> OBJECTIVE: Lines before the one containing "Where can the blazer lapel" are left out; copy that line and every later line through the end of the data exactly.

[start of DATA EXTRACT]

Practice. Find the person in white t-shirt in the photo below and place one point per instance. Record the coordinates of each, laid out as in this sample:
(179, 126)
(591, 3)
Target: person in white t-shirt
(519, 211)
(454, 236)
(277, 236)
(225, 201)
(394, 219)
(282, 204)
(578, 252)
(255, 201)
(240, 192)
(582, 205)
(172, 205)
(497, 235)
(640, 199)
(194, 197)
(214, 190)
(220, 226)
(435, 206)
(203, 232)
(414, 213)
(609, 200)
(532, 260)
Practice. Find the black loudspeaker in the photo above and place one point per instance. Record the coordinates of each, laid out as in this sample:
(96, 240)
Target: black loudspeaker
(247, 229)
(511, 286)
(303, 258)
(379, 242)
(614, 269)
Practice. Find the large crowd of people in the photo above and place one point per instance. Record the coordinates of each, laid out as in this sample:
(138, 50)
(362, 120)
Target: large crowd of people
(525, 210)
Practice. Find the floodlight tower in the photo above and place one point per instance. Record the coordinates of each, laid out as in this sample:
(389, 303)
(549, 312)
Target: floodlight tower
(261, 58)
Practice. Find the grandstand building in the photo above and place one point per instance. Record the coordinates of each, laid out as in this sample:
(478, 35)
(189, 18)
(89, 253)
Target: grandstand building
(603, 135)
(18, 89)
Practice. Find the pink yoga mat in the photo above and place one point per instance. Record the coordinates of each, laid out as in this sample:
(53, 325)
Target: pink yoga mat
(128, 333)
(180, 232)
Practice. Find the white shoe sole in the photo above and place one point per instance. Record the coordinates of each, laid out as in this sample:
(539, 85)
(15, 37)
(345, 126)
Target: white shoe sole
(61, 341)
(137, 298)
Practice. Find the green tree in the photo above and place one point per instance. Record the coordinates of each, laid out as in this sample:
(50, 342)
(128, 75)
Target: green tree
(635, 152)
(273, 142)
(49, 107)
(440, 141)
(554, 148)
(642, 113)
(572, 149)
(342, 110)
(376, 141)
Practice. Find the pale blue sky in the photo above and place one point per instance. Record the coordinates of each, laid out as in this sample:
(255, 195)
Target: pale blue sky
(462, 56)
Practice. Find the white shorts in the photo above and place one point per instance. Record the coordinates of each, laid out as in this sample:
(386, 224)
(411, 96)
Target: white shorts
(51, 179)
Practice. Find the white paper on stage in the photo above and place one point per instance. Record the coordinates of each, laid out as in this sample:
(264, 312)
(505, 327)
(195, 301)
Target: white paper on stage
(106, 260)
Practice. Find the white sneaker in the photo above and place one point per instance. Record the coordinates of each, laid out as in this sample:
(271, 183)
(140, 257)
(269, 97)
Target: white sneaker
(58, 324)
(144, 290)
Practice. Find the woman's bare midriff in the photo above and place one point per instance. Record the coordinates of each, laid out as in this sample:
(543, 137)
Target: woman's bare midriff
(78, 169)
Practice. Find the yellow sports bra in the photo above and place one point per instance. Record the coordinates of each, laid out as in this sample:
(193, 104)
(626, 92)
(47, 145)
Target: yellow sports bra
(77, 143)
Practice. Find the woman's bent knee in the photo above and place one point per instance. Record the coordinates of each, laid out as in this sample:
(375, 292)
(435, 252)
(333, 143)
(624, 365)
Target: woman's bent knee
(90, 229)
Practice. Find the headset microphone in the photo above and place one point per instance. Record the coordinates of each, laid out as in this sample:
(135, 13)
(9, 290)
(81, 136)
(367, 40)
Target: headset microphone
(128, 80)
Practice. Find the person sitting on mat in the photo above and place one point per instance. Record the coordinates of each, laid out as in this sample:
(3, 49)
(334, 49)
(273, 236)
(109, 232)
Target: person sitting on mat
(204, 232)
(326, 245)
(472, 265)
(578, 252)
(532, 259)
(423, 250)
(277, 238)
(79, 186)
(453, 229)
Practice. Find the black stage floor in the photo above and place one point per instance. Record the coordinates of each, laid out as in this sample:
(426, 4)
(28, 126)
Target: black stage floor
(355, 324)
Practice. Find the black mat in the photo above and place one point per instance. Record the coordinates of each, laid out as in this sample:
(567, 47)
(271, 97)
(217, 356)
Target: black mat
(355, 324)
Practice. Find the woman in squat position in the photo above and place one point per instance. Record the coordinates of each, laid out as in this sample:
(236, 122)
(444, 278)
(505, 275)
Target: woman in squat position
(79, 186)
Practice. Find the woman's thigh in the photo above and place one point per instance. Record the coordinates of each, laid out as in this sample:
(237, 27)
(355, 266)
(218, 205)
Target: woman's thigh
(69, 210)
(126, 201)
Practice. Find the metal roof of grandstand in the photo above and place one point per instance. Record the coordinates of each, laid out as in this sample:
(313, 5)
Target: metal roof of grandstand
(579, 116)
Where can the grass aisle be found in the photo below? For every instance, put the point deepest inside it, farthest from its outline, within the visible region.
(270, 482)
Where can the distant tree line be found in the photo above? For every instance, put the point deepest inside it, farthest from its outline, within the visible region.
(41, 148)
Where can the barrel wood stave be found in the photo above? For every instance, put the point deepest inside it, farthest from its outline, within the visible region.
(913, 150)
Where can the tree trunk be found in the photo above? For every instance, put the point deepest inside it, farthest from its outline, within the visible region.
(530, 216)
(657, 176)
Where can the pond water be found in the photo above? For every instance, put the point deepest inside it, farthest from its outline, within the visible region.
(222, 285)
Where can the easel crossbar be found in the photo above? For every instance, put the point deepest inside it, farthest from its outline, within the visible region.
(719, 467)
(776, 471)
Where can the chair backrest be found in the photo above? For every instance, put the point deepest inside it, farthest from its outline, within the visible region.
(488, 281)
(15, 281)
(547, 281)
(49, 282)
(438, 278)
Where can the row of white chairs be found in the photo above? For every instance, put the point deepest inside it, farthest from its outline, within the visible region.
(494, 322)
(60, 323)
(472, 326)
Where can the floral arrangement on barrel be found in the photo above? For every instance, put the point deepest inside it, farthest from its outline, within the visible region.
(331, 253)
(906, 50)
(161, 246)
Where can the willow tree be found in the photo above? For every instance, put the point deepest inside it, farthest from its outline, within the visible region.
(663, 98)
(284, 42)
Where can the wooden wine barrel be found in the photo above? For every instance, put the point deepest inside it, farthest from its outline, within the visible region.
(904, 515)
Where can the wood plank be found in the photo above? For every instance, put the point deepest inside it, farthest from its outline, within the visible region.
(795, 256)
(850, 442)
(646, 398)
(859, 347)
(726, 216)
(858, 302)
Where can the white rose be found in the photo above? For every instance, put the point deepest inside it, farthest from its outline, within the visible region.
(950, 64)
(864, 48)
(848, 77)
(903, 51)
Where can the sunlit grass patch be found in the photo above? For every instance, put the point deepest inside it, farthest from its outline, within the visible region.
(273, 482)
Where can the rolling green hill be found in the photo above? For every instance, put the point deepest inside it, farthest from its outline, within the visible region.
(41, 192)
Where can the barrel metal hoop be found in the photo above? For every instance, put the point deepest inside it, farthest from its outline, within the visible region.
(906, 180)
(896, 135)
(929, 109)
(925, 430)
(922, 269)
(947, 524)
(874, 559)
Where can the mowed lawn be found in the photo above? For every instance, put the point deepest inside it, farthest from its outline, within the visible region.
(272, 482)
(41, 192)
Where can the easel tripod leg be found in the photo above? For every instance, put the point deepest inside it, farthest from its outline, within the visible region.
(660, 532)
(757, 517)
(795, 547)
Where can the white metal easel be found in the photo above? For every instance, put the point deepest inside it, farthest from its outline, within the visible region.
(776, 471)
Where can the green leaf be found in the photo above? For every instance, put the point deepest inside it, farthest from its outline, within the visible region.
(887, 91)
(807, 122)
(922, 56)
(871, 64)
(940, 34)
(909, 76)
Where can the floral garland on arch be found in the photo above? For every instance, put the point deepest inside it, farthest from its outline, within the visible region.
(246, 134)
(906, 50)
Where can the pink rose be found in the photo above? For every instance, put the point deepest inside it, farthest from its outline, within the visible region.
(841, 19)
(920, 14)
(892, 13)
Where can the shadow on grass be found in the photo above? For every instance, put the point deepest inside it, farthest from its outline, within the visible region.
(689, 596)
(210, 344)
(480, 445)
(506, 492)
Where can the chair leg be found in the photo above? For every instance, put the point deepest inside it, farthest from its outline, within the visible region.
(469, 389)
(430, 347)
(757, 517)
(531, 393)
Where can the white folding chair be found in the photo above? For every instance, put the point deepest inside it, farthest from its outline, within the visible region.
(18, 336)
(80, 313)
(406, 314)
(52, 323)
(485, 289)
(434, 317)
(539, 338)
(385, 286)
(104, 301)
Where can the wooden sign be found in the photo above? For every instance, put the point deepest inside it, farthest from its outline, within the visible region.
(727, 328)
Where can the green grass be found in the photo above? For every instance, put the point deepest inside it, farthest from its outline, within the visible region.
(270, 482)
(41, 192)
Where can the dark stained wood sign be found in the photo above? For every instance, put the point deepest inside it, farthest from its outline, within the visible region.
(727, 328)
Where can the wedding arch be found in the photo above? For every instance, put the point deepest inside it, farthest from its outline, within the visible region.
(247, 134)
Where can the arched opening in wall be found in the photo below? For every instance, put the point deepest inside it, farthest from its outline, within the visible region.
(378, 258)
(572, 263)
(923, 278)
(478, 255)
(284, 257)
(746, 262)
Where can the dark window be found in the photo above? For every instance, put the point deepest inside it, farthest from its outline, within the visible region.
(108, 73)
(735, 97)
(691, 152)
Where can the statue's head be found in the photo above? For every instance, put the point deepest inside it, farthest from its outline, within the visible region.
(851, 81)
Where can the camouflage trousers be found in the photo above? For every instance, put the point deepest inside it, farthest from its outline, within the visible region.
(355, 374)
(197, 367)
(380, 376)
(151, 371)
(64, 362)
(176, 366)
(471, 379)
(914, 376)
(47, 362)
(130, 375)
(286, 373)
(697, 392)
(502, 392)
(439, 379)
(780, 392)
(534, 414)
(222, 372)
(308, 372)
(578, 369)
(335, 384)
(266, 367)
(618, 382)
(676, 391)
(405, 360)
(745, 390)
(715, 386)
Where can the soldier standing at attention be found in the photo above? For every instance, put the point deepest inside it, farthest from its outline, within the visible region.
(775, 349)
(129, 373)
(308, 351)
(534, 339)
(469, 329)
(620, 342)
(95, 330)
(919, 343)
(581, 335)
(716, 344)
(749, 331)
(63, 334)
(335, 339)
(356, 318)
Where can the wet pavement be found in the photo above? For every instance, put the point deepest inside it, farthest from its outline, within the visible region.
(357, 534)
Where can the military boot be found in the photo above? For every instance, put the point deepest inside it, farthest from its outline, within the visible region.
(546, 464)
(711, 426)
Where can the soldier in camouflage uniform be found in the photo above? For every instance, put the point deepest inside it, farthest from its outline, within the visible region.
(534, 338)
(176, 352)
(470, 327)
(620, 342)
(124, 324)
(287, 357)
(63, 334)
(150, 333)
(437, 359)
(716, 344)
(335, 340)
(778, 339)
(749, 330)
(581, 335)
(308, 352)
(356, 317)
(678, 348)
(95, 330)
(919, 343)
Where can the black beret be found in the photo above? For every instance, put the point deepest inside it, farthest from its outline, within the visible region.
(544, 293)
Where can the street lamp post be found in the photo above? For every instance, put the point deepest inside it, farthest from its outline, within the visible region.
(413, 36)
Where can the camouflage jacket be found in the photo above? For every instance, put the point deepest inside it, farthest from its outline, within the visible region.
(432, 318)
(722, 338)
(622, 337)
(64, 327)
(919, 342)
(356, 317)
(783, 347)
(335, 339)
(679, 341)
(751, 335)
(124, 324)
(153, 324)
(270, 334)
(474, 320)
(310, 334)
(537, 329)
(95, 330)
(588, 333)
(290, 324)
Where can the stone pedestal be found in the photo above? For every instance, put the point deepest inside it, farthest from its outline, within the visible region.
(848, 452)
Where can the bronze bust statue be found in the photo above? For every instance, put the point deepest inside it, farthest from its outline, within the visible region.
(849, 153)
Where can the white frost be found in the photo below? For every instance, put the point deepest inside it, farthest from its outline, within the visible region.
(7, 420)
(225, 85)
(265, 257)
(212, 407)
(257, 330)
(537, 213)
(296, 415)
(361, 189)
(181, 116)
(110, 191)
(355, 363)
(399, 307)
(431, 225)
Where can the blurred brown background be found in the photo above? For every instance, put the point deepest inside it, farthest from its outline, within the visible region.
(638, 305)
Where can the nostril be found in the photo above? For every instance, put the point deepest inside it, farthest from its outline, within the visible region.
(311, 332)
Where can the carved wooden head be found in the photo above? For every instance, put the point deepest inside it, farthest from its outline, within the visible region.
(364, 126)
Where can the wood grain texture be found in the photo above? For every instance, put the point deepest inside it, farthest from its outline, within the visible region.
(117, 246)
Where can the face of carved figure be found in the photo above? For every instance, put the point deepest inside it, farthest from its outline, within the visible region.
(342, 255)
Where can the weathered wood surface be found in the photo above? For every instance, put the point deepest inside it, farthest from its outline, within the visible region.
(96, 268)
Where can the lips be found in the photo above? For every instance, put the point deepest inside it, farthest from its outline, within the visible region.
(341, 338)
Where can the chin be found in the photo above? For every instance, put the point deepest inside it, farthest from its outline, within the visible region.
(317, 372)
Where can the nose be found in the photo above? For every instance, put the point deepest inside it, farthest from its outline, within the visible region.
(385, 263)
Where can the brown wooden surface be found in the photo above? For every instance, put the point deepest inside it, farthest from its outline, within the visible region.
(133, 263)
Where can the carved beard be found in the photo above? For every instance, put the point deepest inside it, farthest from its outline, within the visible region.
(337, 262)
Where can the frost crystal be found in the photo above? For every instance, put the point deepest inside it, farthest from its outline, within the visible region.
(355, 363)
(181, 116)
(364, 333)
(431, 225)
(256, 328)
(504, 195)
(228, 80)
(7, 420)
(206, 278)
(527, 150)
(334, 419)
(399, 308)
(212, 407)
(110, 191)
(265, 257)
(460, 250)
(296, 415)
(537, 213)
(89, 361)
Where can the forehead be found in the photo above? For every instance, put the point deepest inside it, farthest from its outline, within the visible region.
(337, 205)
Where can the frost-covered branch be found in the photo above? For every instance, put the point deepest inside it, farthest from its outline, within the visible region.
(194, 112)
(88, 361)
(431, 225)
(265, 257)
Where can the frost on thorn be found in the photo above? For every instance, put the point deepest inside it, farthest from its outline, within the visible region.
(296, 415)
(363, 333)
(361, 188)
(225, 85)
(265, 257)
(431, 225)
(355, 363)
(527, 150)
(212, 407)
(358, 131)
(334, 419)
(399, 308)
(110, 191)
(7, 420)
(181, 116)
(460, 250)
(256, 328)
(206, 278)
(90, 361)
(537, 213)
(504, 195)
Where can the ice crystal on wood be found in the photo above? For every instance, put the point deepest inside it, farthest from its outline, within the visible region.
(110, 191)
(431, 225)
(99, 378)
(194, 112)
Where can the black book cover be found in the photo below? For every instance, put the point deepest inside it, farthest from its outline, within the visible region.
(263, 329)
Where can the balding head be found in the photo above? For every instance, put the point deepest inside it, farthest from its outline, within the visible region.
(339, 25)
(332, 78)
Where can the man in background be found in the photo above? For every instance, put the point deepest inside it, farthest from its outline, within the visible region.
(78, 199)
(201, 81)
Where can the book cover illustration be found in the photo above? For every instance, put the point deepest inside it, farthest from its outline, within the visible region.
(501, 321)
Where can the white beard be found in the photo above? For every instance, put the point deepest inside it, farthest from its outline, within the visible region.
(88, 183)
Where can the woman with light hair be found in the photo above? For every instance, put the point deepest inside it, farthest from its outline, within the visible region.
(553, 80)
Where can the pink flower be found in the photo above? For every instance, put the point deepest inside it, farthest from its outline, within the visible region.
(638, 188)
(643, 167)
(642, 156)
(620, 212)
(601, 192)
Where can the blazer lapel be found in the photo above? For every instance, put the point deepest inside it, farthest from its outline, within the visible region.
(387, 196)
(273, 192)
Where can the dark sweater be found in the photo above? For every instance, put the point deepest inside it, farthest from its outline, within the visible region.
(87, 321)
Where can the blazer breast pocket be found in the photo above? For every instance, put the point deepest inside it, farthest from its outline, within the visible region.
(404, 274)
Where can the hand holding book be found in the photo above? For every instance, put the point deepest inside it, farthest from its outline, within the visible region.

[end of DATA EXTRACT]

> SOLVED EXERCISE:
Where can the blazer lapel be found in the photo above? For every instance, put the point deepest inside it, farthest from its outline, within the visible region.
(387, 196)
(273, 192)
Where can the dark sweater be found in the photo above? For every instance, put the point deepest inside it, farthest from its outline, within the visible region.
(87, 321)
Where can the blazer breast pocket be found in the photo above? For every instance, put the point deepest inside it, farthest from its outline, within the visible region.
(404, 274)
Where can the hand holding book be found in the photo above? For every instance, put the point deepest inside it, farthest from its outline, within the visible region.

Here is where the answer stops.